§ **DATASET ENTRIES**:

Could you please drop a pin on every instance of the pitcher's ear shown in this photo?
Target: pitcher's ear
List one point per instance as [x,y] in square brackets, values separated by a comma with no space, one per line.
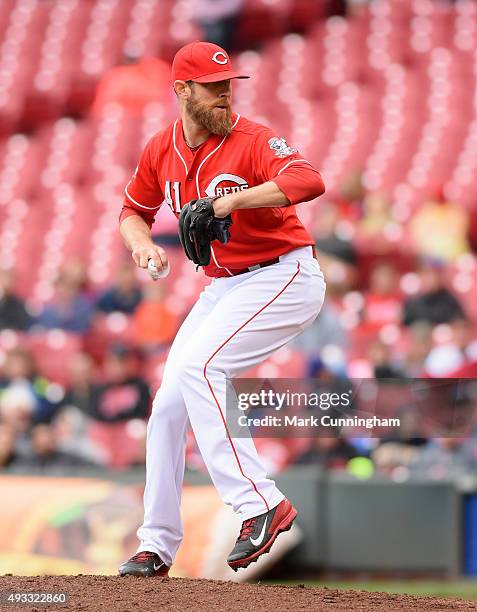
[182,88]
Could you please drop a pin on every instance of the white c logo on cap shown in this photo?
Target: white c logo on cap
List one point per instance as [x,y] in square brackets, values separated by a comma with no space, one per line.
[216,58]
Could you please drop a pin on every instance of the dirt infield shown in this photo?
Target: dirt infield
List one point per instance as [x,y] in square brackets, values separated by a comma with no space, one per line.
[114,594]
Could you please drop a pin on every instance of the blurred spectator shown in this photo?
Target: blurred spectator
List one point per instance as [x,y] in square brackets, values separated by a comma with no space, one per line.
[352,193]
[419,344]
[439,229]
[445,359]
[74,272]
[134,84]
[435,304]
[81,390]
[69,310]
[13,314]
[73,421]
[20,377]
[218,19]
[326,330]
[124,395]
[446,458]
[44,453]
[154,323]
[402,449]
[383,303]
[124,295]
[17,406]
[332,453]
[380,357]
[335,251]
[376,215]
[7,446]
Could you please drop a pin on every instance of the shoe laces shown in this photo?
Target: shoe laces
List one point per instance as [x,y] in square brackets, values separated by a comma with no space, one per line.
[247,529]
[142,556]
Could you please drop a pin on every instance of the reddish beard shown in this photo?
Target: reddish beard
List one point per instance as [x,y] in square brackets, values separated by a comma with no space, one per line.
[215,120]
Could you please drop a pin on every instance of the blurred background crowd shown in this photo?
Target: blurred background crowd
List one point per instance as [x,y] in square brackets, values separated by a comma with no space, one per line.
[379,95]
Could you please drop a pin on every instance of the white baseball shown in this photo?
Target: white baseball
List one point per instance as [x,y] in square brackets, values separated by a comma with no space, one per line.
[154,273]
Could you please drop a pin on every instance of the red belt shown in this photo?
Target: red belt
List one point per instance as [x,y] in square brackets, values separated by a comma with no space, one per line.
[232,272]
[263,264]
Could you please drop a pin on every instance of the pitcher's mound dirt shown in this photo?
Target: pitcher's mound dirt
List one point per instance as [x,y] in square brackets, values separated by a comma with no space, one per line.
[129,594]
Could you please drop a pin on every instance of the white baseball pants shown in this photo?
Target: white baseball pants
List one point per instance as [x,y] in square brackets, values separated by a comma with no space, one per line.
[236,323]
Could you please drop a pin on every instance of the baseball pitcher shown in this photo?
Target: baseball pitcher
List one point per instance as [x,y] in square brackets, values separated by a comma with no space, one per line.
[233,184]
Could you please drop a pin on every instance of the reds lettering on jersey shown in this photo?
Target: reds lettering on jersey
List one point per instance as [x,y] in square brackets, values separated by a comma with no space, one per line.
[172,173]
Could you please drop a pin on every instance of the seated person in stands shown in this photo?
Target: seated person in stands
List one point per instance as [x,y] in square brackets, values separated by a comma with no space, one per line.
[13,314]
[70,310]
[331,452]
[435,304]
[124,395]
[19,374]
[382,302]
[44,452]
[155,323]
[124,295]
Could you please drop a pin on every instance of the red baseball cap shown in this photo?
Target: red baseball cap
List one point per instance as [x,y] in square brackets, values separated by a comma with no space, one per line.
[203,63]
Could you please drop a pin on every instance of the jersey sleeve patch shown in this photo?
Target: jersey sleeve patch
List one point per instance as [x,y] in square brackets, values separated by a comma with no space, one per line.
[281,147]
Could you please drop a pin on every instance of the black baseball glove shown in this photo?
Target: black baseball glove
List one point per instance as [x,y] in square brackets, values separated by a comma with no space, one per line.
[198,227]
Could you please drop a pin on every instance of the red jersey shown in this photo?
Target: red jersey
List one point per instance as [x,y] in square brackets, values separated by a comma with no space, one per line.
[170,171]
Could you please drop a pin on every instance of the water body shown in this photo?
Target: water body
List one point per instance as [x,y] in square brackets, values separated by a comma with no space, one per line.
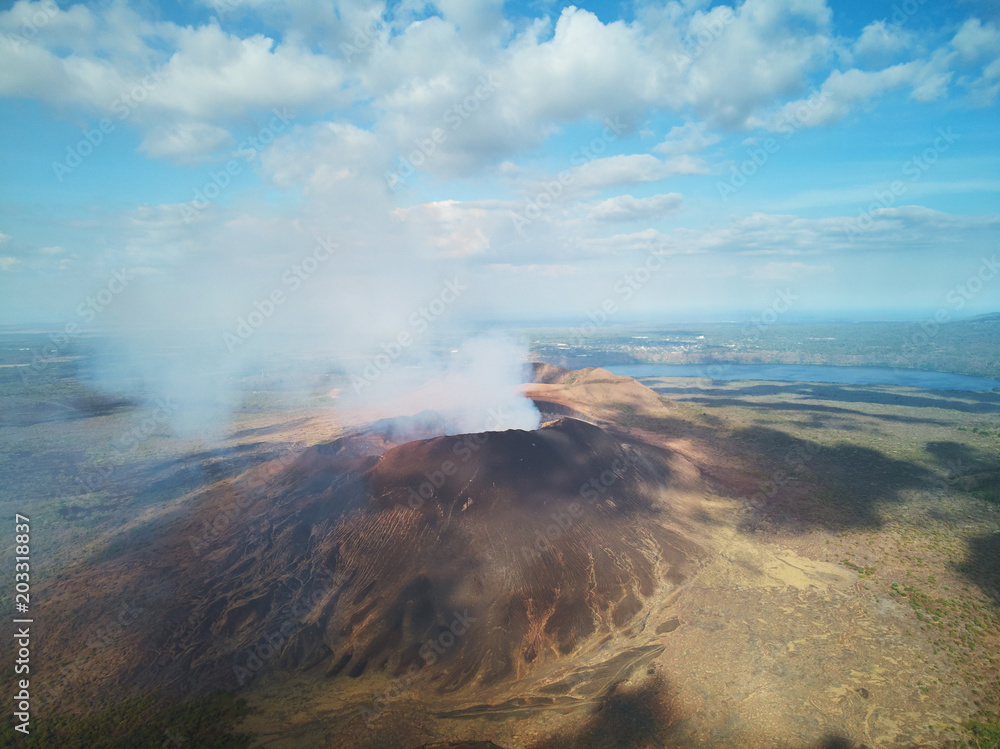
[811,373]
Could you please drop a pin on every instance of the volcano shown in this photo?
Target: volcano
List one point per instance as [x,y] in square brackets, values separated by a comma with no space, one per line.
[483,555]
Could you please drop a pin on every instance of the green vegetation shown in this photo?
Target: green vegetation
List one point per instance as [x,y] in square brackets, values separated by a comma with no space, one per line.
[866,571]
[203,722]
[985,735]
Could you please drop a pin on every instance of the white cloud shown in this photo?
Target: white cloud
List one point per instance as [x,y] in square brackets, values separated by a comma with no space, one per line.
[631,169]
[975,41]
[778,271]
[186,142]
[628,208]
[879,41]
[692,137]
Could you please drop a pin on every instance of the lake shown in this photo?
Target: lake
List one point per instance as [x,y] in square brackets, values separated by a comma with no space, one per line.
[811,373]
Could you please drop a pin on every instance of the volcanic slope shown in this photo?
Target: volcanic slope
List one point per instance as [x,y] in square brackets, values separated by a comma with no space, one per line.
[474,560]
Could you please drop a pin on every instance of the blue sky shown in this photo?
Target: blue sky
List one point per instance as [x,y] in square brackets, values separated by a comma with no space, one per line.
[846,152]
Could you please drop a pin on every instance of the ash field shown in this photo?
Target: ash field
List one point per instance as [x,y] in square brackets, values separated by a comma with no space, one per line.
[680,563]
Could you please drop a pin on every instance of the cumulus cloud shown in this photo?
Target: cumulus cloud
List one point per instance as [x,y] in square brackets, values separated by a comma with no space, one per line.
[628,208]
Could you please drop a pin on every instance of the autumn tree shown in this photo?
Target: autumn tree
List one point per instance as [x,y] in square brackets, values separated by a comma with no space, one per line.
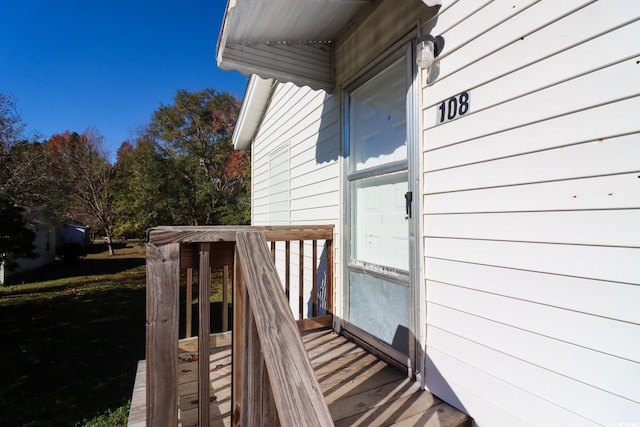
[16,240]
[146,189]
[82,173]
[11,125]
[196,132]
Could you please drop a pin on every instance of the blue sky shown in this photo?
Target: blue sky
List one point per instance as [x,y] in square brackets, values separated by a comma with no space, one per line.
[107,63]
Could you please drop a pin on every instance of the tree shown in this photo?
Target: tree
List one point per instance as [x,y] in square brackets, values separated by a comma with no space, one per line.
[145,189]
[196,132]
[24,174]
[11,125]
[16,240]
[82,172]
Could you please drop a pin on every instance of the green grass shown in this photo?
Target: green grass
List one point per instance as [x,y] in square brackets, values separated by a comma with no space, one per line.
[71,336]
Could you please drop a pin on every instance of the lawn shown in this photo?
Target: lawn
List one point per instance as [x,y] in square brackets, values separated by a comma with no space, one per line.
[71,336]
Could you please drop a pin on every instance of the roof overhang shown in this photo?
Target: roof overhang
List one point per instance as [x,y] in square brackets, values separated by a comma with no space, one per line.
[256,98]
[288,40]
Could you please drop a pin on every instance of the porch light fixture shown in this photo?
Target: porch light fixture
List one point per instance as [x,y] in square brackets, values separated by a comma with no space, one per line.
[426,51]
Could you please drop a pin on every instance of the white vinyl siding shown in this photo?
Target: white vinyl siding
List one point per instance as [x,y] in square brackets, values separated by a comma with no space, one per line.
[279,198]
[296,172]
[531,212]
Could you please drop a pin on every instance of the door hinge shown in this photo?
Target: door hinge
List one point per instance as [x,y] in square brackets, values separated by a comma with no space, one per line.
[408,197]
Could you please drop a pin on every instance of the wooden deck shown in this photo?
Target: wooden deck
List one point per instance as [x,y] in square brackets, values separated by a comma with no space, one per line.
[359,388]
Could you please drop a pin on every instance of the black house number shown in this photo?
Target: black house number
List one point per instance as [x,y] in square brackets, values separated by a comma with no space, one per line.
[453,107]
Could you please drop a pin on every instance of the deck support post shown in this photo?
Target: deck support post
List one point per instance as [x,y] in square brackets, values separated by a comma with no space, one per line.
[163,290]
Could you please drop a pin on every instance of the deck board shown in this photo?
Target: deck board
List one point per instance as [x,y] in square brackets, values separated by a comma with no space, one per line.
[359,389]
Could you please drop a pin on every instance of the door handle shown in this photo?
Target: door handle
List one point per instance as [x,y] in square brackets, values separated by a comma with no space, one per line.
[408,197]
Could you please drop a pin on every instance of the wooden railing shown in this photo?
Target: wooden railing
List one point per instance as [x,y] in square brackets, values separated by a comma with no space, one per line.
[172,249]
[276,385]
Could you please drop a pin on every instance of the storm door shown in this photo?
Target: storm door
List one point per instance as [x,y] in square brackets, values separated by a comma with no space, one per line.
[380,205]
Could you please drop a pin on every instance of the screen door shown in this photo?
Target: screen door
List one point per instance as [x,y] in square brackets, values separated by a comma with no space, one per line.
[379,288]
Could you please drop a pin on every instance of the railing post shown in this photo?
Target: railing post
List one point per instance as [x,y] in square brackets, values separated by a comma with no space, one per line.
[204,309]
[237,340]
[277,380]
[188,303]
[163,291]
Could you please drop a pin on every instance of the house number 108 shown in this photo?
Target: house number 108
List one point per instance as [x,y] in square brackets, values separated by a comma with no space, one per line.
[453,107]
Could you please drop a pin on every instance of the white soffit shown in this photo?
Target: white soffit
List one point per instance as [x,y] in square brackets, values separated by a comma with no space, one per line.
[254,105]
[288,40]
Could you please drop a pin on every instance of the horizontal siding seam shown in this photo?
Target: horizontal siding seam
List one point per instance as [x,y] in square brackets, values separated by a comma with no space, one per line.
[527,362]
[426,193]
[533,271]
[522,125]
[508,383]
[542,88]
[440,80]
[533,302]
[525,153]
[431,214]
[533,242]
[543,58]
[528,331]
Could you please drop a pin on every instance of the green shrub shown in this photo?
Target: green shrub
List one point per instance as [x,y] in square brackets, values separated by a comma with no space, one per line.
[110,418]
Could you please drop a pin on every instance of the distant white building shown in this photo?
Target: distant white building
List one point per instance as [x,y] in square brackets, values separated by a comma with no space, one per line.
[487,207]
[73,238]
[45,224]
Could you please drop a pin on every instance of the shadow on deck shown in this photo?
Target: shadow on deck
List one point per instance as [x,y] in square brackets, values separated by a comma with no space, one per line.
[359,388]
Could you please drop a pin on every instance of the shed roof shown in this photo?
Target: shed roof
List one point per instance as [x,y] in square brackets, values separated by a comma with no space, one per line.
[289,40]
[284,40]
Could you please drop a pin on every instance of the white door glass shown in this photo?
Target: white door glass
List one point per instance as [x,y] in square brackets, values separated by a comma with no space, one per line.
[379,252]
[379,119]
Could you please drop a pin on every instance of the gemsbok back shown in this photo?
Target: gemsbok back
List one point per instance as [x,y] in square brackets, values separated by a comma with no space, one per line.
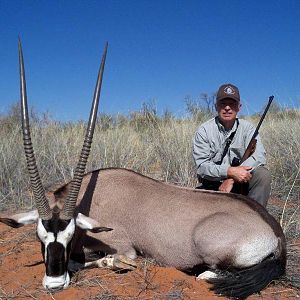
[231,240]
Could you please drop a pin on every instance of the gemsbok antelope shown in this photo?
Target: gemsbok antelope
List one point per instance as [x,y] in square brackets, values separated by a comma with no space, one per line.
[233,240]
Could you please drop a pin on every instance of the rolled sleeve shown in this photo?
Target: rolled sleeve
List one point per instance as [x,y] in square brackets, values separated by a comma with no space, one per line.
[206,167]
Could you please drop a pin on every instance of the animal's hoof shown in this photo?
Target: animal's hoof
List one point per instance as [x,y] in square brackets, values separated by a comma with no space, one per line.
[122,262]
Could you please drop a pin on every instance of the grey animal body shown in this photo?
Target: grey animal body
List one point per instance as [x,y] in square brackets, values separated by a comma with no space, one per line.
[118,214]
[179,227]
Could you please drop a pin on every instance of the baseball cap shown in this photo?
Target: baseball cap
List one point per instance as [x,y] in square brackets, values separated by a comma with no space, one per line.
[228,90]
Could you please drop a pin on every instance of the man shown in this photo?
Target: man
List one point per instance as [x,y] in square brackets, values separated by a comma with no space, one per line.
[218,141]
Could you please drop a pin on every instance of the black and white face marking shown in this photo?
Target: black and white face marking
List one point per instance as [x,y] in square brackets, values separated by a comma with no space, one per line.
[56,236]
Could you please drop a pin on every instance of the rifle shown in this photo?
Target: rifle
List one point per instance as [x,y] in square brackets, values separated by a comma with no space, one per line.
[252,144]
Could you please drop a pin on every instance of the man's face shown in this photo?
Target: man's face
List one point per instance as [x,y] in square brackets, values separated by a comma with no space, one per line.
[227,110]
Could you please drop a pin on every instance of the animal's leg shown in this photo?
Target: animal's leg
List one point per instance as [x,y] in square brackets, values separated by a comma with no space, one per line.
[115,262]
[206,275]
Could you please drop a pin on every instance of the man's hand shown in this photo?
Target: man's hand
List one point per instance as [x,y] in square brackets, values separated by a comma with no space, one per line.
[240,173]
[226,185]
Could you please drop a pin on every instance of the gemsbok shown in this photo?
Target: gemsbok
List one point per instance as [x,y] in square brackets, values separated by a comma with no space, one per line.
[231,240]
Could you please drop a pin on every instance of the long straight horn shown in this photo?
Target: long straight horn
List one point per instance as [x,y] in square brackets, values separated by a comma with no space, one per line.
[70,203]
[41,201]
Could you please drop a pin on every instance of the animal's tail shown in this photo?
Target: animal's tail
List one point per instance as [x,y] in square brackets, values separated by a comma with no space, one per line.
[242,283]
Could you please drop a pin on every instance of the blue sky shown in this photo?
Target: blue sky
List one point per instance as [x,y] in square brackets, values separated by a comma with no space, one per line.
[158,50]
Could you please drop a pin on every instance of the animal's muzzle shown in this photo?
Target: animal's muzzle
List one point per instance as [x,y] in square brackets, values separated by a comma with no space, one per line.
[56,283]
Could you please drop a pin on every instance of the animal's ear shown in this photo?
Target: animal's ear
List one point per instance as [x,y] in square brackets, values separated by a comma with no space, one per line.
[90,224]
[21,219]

§ **ASSIGNMENT**: A single number is the whole answer: the count of lines above that hold "marking".

§ **EXPECTED ANSWER**: 2